Others may look at Palin and think that she mostly profited from the ’08 race, but it’s clear from her comments that she found much of the experience searing, and remains bitter about the way she and her family were treated. She talked about “bullying campaign advisers who are not able to run for dogcatcher, who tell the candidate what to say,” a message that could be interpreted as meant for Romney, whose tightly scripted campaign has left him at times seeming robotic and lacking humanity. She said the GOP nominee must be “a passionate fighter for American ideals,” and someone who can “instinctively turn right to the Constitution” for guidance. She uses the term “constitutional conservative,” and says, “it’s too late in the game to teach it, or spin it; it has to be there.”

Palin’s ability to deliver a scathing critique of President Obama, which drew a raucous response from the CPAC crowd, makes her a valuable addition to the campaign trail for her party’s nominee. She brings a taunting quality to some of the GOP’s familiar themes, referring to Obama as a “community organizer apologizing for America,” and ridiculing Obama’s favorite slogans, “Hope and change, yeah, you got to hope things change.” While the crowd chanted U-S-A, Palin topped off her riff with “Keep your change—We’ll keep our God, our guns, our Constitution.”

Palin turned Obama’s emphasis on the wealth gap in America to her advantage, and that of her Tea Party allies. Drawing on a Washington Post investigation of how members of Congress in both parties come to Washington as men and women of modest means yet manage to get rich, she said they “spread the wealth around” to their family and friends. Dubbing this “Obama’s Washington,” Palin noted that 7 of the 10 wealthiest counties in the country surround Washington D.C. “This is the government rich,” she proclaimed. “They come to D.C., denouncing the place; after a year or two, it’s not a cesspool, it’s more like a hot tub. … It’s time we drain the Jacuzzi and throw the bums out with the bath water.”

That of course includes Republicans along with Democrats, as Palin urged conservatives to take back the Senate and fortify the House with Tea Party patriots. She stuck with the anti-Big Government rhetoric that thrust the Tea Party onto center stage two years ago, avoiding the firestorm over the Obama administration’s birth control policy. She noted only that tax dollars subsidize Planned Parenthood, and that Obama believes in centralizing power with health insurance, gas mileage, “even your light bulbs.”

Palin has been largely absent from the GOP primaries, although she has made several encouraging comments about Gingrich from the relative safety of Fox News, where she has a million-dollar-a-year contract. But she still has star appeal, and her ability to channel the Tea Party could make a difference in November, especially if the nominee is Romney.

GIVEN REQUEST 1 →
In the Palin article, how many of the country's 10 wealthiest counties does Palin say surround Washington D.C.?
GIVEN REQUEST 2 →
Condense the paragraph of the Palin article that begins "Palin turned Obama's emphasis on the wealth gap" into a short bulleted list that keeps its main facts.
GIVEN REQUEST 3 →
List every area in which, according to the Palin article, Palin says Obama believes in centralizing power.

DATA SHOWN →
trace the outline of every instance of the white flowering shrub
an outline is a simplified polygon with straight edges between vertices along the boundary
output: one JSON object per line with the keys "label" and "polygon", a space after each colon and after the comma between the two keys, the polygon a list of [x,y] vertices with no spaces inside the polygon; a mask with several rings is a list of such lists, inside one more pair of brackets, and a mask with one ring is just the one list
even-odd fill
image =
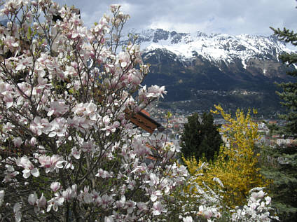
{"label": "white flowering shrub", "polygon": [[249,191],[247,205],[233,210],[232,221],[278,221],[270,207],[271,197],[263,191],[263,188],[254,188]]}
{"label": "white flowering shrub", "polygon": [[[141,137],[129,121],[165,91],[140,85],[148,67],[135,39],[118,48],[129,15],[111,11],[88,29],[51,0],[2,7],[4,221],[157,221],[187,175],[173,144]],[[148,143],[157,153],[149,165]]]}
{"label": "white flowering shrub", "polygon": [[[205,167],[202,165],[199,169]],[[202,176],[202,175],[200,175]],[[249,191],[247,204],[230,209],[223,202],[223,184],[214,177],[218,189],[212,190],[205,183],[200,186],[195,176],[188,176],[183,186],[174,190],[167,202],[170,221],[279,221],[271,205],[271,198],[264,188],[254,188]]]}

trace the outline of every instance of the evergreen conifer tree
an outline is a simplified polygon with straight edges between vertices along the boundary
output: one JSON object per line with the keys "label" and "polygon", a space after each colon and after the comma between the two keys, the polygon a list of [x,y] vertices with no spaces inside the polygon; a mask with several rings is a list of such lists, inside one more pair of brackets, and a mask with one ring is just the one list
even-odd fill
{"label": "evergreen conifer tree", "polygon": [[[279,40],[297,46],[297,34],[286,28],[283,30],[272,28]],[[279,58],[288,66],[297,64],[297,54],[284,53]],[[297,70],[290,71],[287,74],[297,77]],[[279,85],[282,92],[277,94],[283,99],[282,105],[288,109],[288,113],[281,116],[286,120],[284,129],[280,129],[286,137],[297,137],[297,82],[282,83]],[[284,146],[270,147],[268,155],[277,160],[277,165],[272,164],[263,170],[268,179],[273,180],[271,190],[273,202],[279,211],[282,221],[296,221],[297,219],[297,146]]]}
{"label": "evergreen conifer tree", "polygon": [[205,156],[208,160],[220,149],[222,143],[217,127],[214,125],[212,114],[204,113],[202,118],[198,113],[188,117],[181,135],[181,152],[187,158],[194,156],[198,160]]}

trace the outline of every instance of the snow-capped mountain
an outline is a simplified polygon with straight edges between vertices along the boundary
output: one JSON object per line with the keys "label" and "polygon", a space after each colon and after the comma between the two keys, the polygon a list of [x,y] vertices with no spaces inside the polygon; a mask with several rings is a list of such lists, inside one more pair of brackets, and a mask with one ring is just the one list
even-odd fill
{"label": "snow-capped mountain", "polygon": [[279,110],[275,90],[279,89],[274,83],[290,79],[278,56],[292,50],[275,36],[160,29],[132,33],[138,36],[144,62],[151,64],[144,84],[165,85],[165,101],[188,101],[177,104],[189,110],[209,110],[214,104]]}
{"label": "snow-capped mountain", "polygon": [[212,61],[230,63],[240,59],[244,67],[251,58],[277,60],[280,53],[290,53],[283,42],[274,36],[263,36],[241,34],[177,33],[160,29],[147,29],[139,33],[137,43],[142,50],[166,49],[184,60],[193,59],[198,55]]}

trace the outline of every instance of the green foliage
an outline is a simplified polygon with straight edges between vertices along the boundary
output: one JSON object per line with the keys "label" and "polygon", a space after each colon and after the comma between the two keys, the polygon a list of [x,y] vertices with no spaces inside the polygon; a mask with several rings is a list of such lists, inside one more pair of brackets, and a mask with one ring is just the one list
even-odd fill
{"label": "green foliage", "polygon": [[[220,106],[215,106],[214,113],[221,114],[228,124],[220,129],[228,144],[221,147],[217,158],[206,169],[201,160],[184,159],[196,182],[206,183],[214,190],[223,193],[223,200],[229,207],[242,206],[249,191],[255,187],[265,187],[268,183],[259,174],[258,158],[255,155],[255,141],[258,139],[258,125],[253,122],[249,112],[245,115],[237,110],[235,117],[226,113]],[[223,185],[219,186],[214,178]]]}
{"label": "green foliage", "polygon": [[194,156],[197,160],[202,157],[213,160],[222,143],[210,113],[204,113],[202,118],[198,113],[188,116],[181,140],[184,156],[186,158]]}
{"label": "green foliage", "polygon": [[282,221],[297,218],[297,153],[296,147],[265,147],[261,172],[273,180],[270,187],[272,206]]}

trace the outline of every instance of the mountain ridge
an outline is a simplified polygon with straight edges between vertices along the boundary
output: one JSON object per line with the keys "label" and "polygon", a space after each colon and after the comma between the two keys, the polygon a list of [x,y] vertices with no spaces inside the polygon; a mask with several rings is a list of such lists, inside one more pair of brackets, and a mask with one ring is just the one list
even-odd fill
{"label": "mountain ridge", "polygon": [[165,85],[168,92],[161,105],[191,111],[209,110],[214,104],[231,109],[254,107],[260,113],[282,110],[274,83],[291,81],[286,71],[295,67],[278,60],[293,50],[275,36],[160,29],[137,35],[143,60],[151,64],[144,84]]}

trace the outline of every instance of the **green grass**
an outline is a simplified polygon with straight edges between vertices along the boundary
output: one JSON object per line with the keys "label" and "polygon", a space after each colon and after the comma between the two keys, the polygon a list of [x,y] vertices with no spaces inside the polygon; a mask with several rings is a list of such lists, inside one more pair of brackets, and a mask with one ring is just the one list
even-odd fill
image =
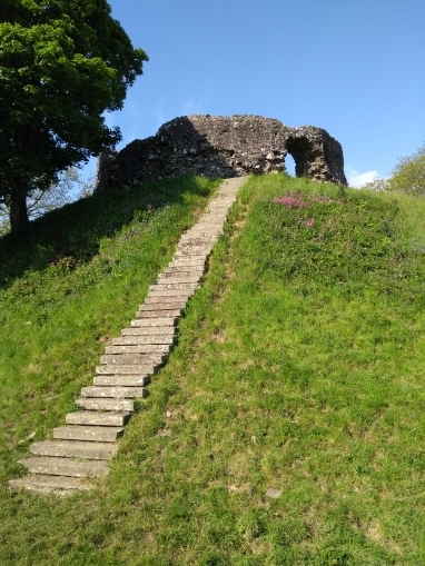
{"label": "green grass", "polygon": [[[214,189],[191,182],[190,198],[159,207],[159,232],[172,228],[161,218],[174,206],[202,206]],[[291,200],[274,202],[283,196]],[[90,257],[46,252],[42,262],[36,244],[10,248],[3,481],[19,473],[19,441],[45,437],[90,380],[101,342],[142,300],[186,215],[162,244],[146,244],[147,267],[122,238],[137,219],[91,238],[81,215]],[[424,564],[424,201],[407,196],[347,190],[342,200],[328,185],[251,178],[111,474],[67,500],[3,489],[0,564]],[[79,277],[90,281],[82,298]]]}

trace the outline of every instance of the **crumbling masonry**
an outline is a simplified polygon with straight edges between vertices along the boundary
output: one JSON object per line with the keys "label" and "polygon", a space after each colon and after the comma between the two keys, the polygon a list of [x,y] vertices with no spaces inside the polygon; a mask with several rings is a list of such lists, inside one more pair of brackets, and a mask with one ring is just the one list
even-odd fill
{"label": "crumbling masonry", "polygon": [[156,136],[101,153],[96,192],[181,175],[228,179],[285,170],[290,153],[297,177],[346,186],[340,143],[313,126],[289,128],[259,116],[185,116]]}

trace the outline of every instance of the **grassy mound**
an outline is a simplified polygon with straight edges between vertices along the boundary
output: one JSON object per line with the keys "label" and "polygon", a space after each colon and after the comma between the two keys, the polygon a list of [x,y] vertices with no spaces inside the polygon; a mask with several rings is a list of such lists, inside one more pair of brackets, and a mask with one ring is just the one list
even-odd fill
{"label": "grassy mound", "polygon": [[[42,438],[72,408],[101,342],[171,256],[192,219],[182,202],[200,207],[215,187],[190,182],[155,212],[158,225],[137,218],[145,203],[90,240],[81,215],[92,257],[46,252],[43,264],[37,244],[22,244],[27,259],[10,256],[3,479],[19,471],[24,438]],[[170,221],[174,207],[186,217]],[[354,190],[342,199],[333,186],[278,175],[250,179],[230,216],[111,474],[68,500],[1,491],[0,563],[425,562],[424,202]],[[168,235],[161,244],[158,234]],[[97,262],[105,275],[90,279]],[[79,277],[90,281],[81,296]]]}

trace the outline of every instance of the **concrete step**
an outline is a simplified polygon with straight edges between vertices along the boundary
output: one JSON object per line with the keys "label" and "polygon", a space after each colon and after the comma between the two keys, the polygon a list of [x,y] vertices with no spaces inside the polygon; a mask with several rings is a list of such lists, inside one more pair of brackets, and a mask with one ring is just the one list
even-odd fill
{"label": "concrete step", "polygon": [[[161,339],[172,338],[176,332],[176,328],[174,326],[132,326],[131,328],[122,328],[121,336],[150,336],[150,337],[160,337]],[[113,339],[113,338],[112,338]]]}
{"label": "concrete step", "polygon": [[148,395],[145,387],[100,387],[90,386],[81,388],[81,396],[86,398],[136,399]]}
{"label": "concrete step", "polygon": [[123,435],[122,427],[65,426],[53,428],[57,440],[83,440],[90,443],[115,443]]}
{"label": "concrete step", "polygon": [[195,269],[205,269],[206,267],[206,258],[205,256],[199,256],[198,258],[179,258],[179,259],[176,259],[174,258],[172,261],[170,261],[168,264],[168,268],[184,268],[184,267],[187,267],[187,268],[195,268]]}
{"label": "concrete step", "polygon": [[98,410],[80,410],[68,413],[65,417],[67,425],[79,426],[101,426],[101,427],[122,427],[131,417],[128,411],[98,411]]}
{"label": "concrete step", "polygon": [[[121,346],[108,346],[105,348],[108,355],[115,355],[115,354],[142,354],[147,348],[150,347],[157,347],[160,346],[160,355],[164,359],[165,354],[167,354],[170,350],[170,346],[164,345],[164,344],[138,344],[138,340],[135,340],[136,344],[125,344]],[[166,351],[167,350],[167,351]],[[155,352],[154,352],[155,354]],[[149,356],[149,354],[142,354],[144,356]]]}
{"label": "concrete step", "polygon": [[149,383],[149,376],[96,376],[93,379],[93,385],[100,387],[145,387]]}
{"label": "concrete step", "polygon": [[108,465],[101,460],[72,460],[70,458],[34,457],[22,458],[19,464],[26,466],[32,474],[49,474],[51,476],[70,477],[105,477]]}
{"label": "concrete step", "polygon": [[[155,328],[157,326],[176,326],[178,317],[137,318],[131,320],[132,327]],[[152,332],[155,334],[155,332]]]}
{"label": "concrete step", "polygon": [[[108,348],[110,346],[107,346]],[[147,368],[156,368],[159,367],[159,364],[149,364],[146,360],[145,354],[134,354],[134,355],[110,355],[105,354],[103,356],[100,356],[100,364],[109,365],[109,366],[142,366]]]}
{"label": "concrete step", "polygon": [[[140,344],[141,342],[141,344]],[[107,346],[108,350],[105,348],[105,350],[108,354],[130,354],[129,351],[111,351],[110,348],[113,348],[113,346],[138,346],[139,348],[137,350],[134,350],[135,354],[166,354],[169,351],[171,344],[144,344],[142,340],[140,340],[140,336],[122,336],[122,338],[112,338],[112,346]]]}
{"label": "concrete step", "polygon": [[198,282],[176,282],[176,284],[161,284],[161,285],[149,285],[149,294],[151,291],[184,291],[194,290],[199,287]]}
{"label": "concrete step", "polygon": [[[172,342],[164,344],[165,340],[154,340],[159,344],[151,344],[149,341],[149,339],[144,340],[144,338],[146,338],[145,336],[137,336],[137,335],[136,336],[134,336],[134,335],[123,336],[122,338],[136,338],[138,346],[167,346],[167,347],[169,347],[172,344]],[[126,346],[126,345],[107,346],[105,348],[105,356],[111,356],[115,354],[128,354],[126,350],[120,349],[123,346]],[[130,345],[130,346],[134,346],[134,345]],[[142,363],[141,363],[142,366],[145,366],[145,365],[161,366],[164,364],[164,360],[166,359],[166,355],[162,351],[150,351],[148,354],[137,352],[137,354],[140,356],[140,358],[142,360]]]}
{"label": "concrete step", "polygon": [[101,398],[81,398],[76,400],[77,407],[86,410],[135,410],[132,399],[101,399]]}
{"label": "concrete step", "polygon": [[188,296],[187,295],[171,295],[170,297],[167,297],[166,295],[164,295],[162,297],[146,297],[145,299],[145,302],[140,306],[148,306],[148,305],[158,305],[159,302],[161,302],[162,305],[167,305],[167,304],[182,304],[184,306],[181,308],[184,308],[187,304],[187,300],[188,300]]}
{"label": "concrete step", "polygon": [[[188,284],[188,285],[192,285],[192,284]],[[189,297],[191,297],[195,292],[195,288],[194,289],[155,289],[155,290],[150,290],[149,291],[149,295],[148,295],[148,298],[157,298],[157,297],[181,297],[181,295],[185,292],[186,294],[186,297],[187,299],[189,299]]]}
{"label": "concrete step", "polygon": [[149,366],[136,366],[136,365],[119,365],[119,364],[111,364],[111,365],[105,365],[105,366],[97,366],[96,374],[98,376],[151,376],[157,370],[157,367],[154,365]]}
{"label": "concrete step", "polygon": [[190,274],[190,275],[175,275],[174,277],[165,277],[164,275],[159,276],[157,279],[157,285],[174,285],[174,284],[185,284],[185,282],[199,282],[201,279],[200,275]]}
{"label": "concrete step", "polygon": [[117,450],[118,444],[83,443],[79,440],[43,440],[30,446],[30,453],[36,456],[87,458],[91,460],[109,460],[117,454]]}
{"label": "concrete step", "polygon": [[13,489],[21,488],[38,494],[55,494],[59,496],[71,495],[78,490],[88,491],[93,488],[83,479],[76,479],[66,476],[39,476],[31,475],[10,479],[9,486]]}
{"label": "concrete step", "polygon": [[136,318],[178,318],[181,315],[181,308],[178,309],[164,309],[160,308],[159,310],[147,310],[141,309],[136,312]]}
{"label": "concrete step", "polygon": [[172,277],[189,277],[196,275],[197,277],[202,277],[205,272],[204,267],[196,268],[194,266],[176,266],[176,267],[166,267],[161,272],[161,277],[172,278]]}
{"label": "concrete step", "polygon": [[159,310],[159,311],[178,310],[179,314],[176,316],[179,316],[181,309],[186,307],[186,304],[187,304],[187,300],[169,301],[169,300],[157,299],[155,302],[150,301],[150,302],[144,302],[144,305],[140,305],[138,312],[145,312],[145,311],[149,311],[149,312],[154,311],[155,312],[156,310]]}

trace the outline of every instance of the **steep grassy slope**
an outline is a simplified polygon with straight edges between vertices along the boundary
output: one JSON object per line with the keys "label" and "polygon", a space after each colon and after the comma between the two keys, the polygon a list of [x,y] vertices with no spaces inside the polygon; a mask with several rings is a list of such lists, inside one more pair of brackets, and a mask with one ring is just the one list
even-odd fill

EXERCISE SOLUTION 1 →
Seven of the 10.

EXERCISE SOLUTION 2 →
- Palin turned Obama's focus on the wealth gap to her own and her Tea Party allies' advantage.
- Citing a Washington Post investigation, she said members of Congress from both parties arrive with modest means, get rich and "spread the wealth around" to family and friends.
- She called this "Obama's Washington" and noted that 7 of the 10 wealthiest counties in the country surround Washington D.C.
- She labeled them "the government rich" and said that after a year or two, D.C. stops being a cesspool and becomes "more like a hot tub."
- She called for draining "the Jacuzzi" and throwing "the bums out with the bath water."

EXERCISE SOLUTION 3 →
- Health insurance
- Gas mileage
- Light bulbs